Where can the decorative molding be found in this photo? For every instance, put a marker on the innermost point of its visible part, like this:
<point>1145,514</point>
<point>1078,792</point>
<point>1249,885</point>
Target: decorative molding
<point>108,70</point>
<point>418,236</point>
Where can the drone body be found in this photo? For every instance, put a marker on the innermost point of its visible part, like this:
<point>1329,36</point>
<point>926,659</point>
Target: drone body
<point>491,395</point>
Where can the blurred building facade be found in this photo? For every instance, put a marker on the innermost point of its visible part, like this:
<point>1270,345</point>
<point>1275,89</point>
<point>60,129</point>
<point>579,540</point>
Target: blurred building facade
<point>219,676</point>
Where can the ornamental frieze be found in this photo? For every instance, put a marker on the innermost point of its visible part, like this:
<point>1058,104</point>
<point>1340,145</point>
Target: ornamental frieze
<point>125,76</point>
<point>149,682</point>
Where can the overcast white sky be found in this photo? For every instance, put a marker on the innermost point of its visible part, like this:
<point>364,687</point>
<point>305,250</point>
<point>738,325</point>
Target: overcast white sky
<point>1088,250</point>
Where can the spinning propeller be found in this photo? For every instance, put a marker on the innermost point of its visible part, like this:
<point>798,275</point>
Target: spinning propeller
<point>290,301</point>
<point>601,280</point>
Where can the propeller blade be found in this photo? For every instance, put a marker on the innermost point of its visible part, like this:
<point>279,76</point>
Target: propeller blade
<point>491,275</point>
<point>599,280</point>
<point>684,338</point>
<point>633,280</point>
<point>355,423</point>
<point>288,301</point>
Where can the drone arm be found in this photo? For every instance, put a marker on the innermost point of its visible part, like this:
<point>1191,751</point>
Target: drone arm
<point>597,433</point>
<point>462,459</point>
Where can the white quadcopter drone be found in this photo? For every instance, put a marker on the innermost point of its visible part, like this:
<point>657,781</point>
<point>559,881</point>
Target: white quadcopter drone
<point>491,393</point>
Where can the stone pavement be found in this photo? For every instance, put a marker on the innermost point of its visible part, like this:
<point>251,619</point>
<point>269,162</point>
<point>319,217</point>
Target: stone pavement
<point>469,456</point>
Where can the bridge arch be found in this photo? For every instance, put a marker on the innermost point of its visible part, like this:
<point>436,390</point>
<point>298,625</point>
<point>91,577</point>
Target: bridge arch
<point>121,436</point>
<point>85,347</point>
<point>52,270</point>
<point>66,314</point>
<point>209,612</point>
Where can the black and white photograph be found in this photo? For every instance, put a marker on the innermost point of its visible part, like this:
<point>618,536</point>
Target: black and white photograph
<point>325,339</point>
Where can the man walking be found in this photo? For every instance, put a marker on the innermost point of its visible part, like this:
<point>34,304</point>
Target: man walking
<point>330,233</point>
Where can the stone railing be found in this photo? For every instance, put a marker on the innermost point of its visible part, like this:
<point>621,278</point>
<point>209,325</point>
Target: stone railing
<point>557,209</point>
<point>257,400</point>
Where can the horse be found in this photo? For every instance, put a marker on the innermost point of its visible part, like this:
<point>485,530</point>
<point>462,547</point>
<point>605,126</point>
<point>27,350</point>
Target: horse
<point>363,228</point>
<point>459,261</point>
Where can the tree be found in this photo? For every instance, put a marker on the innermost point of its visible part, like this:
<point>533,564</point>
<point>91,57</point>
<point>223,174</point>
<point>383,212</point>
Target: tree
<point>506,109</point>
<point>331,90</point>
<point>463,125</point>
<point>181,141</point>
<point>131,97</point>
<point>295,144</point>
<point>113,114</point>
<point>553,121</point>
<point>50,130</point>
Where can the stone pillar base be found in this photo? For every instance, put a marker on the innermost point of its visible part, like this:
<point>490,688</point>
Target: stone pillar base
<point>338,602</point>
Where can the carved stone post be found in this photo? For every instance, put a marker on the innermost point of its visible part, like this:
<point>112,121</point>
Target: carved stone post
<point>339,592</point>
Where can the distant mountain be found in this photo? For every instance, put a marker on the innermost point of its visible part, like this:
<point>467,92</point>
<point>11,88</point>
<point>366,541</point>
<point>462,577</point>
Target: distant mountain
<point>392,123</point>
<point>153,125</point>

________

Aim of the exercise:
Arrange every line of the rows above as a JSON list of strings, one string per line, omitting blank lines.

Final result:
[
  "Where can the decorative molding be found in this photo? For every instance, put a marker on the innermost point of its visible part, like this:",
  "<point>1145,514</point>",
  "<point>1078,792</point>",
  "<point>1249,885</point>",
  "Target: decorative molding",
  "<point>108,70</point>",
  "<point>418,236</point>",
  "Where can the drone body be found in this photo? For every instance, put a marker on the innermost point of its visible part, like this:",
  "<point>1329,36</point>",
  "<point>926,659</point>",
  "Target: drone body",
  "<point>491,395</point>",
  "Where can the blurred building facade be found in this photo? For every instance, put a marker on the innermost point of its visible part, like this:",
  "<point>1270,345</point>",
  "<point>1275,89</point>",
  "<point>60,129</point>",
  "<point>579,540</point>",
  "Target: blurred building facade",
  "<point>219,676</point>",
  "Where can the ornamental frieze be found in this photo? For every instance, put a marker on the innermost point of its visible part, like this:",
  "<point>1058,104</point>",
  "<point>1340,145</point>",
  "Target: ornamental frieze",
  "<point>125,76</point>",
  "<point>149,682</point>",
  "Where can the overcast white sky be found in this photo? For every instance, put a marker on the innermost point of its visible part, like this:",
  "<point>364,687</point>",
  "<point>305,250</point>",
  "<point>738,325</point>",
  "Target: overcast white sky",
  "<point>1088,250</point>",
  "Where can the spinning propeller be found in this photo? For every instance, put a marker on the innermost point of its visible part, like this:",
  "<point>798,275</point>",
  "Target: spinning propeller",
  "<point>290,301</point>",
  "<point>601,280</point>",
  "Where can the propeller blade be found in this photo? For every instance, put a marker on the innermost point of its visible part, like this:",
  "<point>279,76</point>",
  "Target: propeller blade",
  "<point>491,275</point>",
  "<point>599,280</point>",
  "<point>684,338</point>",
  "<point>633,280</point>",
  "<point>355,423</point>",
  "<point>288,301</point>",
  "Where can the drone arm be found in this photo? For every instance, put a marker on the innermost point of its visible part, like this:",
  "<point>1191,751</point>",
  "Target: drone arm",
  "<point>597,433</point>",
  "<point>462,459</point>",
  "Where can the white quadcopter drone be found in this photo? For every instance, put a marker on the innermost point of its visible part, like this:",
  "<point>657,781</point>",
  "<point>559,881</point>",
  "Target: white quadcopter drone",
  "<point>491,393</point>",
  "Where can the stone pavement be found in this photo? For every instance, put a marker on the innermost point of its visible part, like this:",
  "<point>251,619</point>",
  "<point>269,162</point>",
  "<point>319,217</point>",
  "Target: stone pavement",
  "<point>469,456</point>",
  "Where can the bridge arch be found in this photo? For every instance, put a marker on the innermost point of its visible part, like this:",
  "<point>436,390</point>",
  "<point>298,625</point>",
  "<point>91,577</point>",
  "Target: bridge arch",
  "<point>121,436</point>",
  "<point>85,347</point>",
  "<point>52,270</point>",
  "<point>66,314</point>",
  "<point>209,612</point>",
  "Where can the black and white photograph be found in this photo? For every instance, put a marker on the innermost point of its visible part, like this:",
  "<point>618,536</point>",
  "Target: black and white photograph",
  "<point>325,339</point>",
  "Where can the man walking be found in this photo? For every instance, put a marker on the innermost point of its visible part, like this:",
  "<point>34,304</point>",
  "Target: man walking",
  "<point>330,233</point>",
  "Where can the stone railing be found in this photo? For every instance, put a marker on the innermost point of its visible part, like this:",
  "<point>621,278</point>",
  "<point>209,325</point>",
  "Target: stone railing",
  "<point>557,209</point>",
  "<point>257,400</point>",
  "Where can the horse be found in this photo? For every instance, put a marker on the innermost point of its visible part, like this:",
  "<point>485,530</point>",
  "<point>462,547</point>",
  "<point>605,126</point>",
  "<point>27,350</point>",
  "Target: horse",
  "<point>363,228</point>",
  "<point>459,261</point>",
  "Where can the tree be found in this photo? For every instance, put a marker on the innermost point of its visible part, like this:",
  "<point>533,564</point>",
  "<point>91,57</point>",
  "<point>223,174</point>",
  "<point>383,212</point>",
  "Target: tree",
  "<point>506,109</point>",
  "<point>331,90</point>",
  "<point>463,125</point>",
  "<point>181,141</point>",
  "<point>131,97</point>",
  "<point>295,144</point>",
  "<point>113,114</point>",
  "<point>553,121</point>",
  "<point>50,130</point>",
  "Where can the stone pillar base be found in this photo? For every instance, put a marker on the innermost point of its visible part, like this:",
  "<point>490,688</point>",
  "Target: stone pillar base",
  "<point>338,602</point>",
  "Where can the carved stone post be found in this photo? For every instance, put a marker on the innermost point of its visible part, like this:",
  "<point>112,121</point>",
  "Target: carved stone post",
  "<point>339,592</point>",
  "Where can the distant mountain be found in this photo? For every instance, put a marker on the innermost point of its visible part, like this:",
  "<point>467,92</point>",
  "<point>11,88</point>",
  "<point>366,541</point>",
  "<point>462,577</point>",
  "Target: distant mountain",
  "<point>392,123</point>",
  "<point>153,125</point>"
]